◆ **Tareas a realizar**
1 > Reproduce tal cual el tramo del fragmento que va desde "La humanidad da" hasta "capacidad de comprensión.".
2 > ¿Qué dos conflictos entre pueblos menciona el fragmento como ejemplos de comportamientos brutales o inconcebibles?
3 > Según el fragmento, ¿por qué llegamos a pensar que la humanidad retrocede? Responde en una a tres oraciones.

La humanidad da vueltas sin cesar y, aunque parezca que avanza de forma insoslayable para abordar sus propios y fulgurantes caminos, en algunos aspectos toma unos derroteros tan singulares que nos hacen pensar en un retroceso. Por lo general no es verdad, pero así lo percibimos tanto a nivel global como respecto a las conductas cotidianas de los grupos sociales. Pensemos en los brutales comportamientos que avistamos en la irrupción de Rusia en Ucrania o en los no menos inconcebibles topetazos que israelíes y palestinos se están dando mutuamente. Pero tampoco podemos estar demasiado ufanos con ciertas actitudes que observamos cotidianamente a nuestro alrededor, cuya rareza o extravagancia superan nuestra capacidad de comprensión.

◆ **Registros proporcionados**
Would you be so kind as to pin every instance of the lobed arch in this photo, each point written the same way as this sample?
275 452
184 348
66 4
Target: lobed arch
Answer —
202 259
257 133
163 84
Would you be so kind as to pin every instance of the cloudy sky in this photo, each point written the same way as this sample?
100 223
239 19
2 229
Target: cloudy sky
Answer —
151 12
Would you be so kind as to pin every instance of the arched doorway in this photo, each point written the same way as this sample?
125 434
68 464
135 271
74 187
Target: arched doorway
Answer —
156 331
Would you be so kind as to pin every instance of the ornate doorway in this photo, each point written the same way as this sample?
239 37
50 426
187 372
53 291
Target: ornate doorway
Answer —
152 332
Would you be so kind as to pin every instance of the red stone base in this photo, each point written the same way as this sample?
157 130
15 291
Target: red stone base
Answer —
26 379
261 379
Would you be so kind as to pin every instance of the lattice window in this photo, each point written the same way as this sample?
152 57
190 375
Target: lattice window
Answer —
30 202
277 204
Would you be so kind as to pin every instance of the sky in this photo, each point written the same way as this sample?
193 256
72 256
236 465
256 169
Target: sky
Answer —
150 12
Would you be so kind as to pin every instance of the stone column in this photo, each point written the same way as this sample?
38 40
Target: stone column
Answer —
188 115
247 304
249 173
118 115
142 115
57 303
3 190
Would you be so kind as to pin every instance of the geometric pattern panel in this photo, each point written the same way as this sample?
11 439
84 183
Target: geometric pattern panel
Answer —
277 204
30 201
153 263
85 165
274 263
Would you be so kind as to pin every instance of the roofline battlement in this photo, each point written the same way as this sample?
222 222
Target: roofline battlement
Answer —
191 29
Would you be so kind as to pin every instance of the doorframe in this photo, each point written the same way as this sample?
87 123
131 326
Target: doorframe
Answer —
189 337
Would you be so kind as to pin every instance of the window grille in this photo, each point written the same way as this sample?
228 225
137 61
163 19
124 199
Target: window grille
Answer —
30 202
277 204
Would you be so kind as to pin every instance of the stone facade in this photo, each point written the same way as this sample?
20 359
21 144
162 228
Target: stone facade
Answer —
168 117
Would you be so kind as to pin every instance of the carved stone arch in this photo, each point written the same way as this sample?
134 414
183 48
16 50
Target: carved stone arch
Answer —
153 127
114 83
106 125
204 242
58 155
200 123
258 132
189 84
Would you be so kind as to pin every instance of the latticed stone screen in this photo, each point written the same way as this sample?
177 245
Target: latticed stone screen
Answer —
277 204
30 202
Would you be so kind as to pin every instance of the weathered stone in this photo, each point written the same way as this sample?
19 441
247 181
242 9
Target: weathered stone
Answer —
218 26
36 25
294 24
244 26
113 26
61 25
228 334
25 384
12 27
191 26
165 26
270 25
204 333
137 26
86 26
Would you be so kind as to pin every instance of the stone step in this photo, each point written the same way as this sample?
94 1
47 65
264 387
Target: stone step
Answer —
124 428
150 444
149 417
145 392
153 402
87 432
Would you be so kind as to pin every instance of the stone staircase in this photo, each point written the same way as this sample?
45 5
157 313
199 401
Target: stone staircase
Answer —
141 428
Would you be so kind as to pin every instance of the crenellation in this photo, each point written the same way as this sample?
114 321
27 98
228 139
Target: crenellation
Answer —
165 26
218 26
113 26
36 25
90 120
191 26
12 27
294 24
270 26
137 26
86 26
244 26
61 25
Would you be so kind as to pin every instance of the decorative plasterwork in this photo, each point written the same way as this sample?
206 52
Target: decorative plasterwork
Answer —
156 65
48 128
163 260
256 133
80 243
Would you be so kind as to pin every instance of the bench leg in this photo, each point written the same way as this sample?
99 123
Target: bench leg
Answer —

◆ **Respuestas**
1 >
La humanidad da vueltas sin cesar y, aunque parezca que avanza de forma insoslayable para abordar sus propios y fulgurantes caminos, en algunos aspectos toma unos derroteros tan singulares que nos hacen pensar en un retroceso. Por lo general no es verdad, pero así lo percibimos tanto a nivel global como respecto a las conductas cotidianas de los grupos sociales. Pensemos en los brutales comportamientos que avistamos en la irrupción de Rusia en Ucrania o en los no menos inconcebibles topetazos que israelíes y palestinos se están dando mutuamente. Pero tampoco podemos estar demasiado ufanos con ciertas actitudes que observamos cotidianamente a nuestro alrededor, cuya rareza o extravagancia superan nuestra capacidad de comprensión.

2 > La irrupción de Rusia en Ucrania y los enfrentamientos entre israelíes y palestinos.

3 > Porque, aunque parezca avanzar sin remedio, en algunos aspectos la humanidad toma unos derroteros tan singulares que nos hacen pensar en un retroceso. El fragmento añade que, por lo general, esa percepción no es verdad.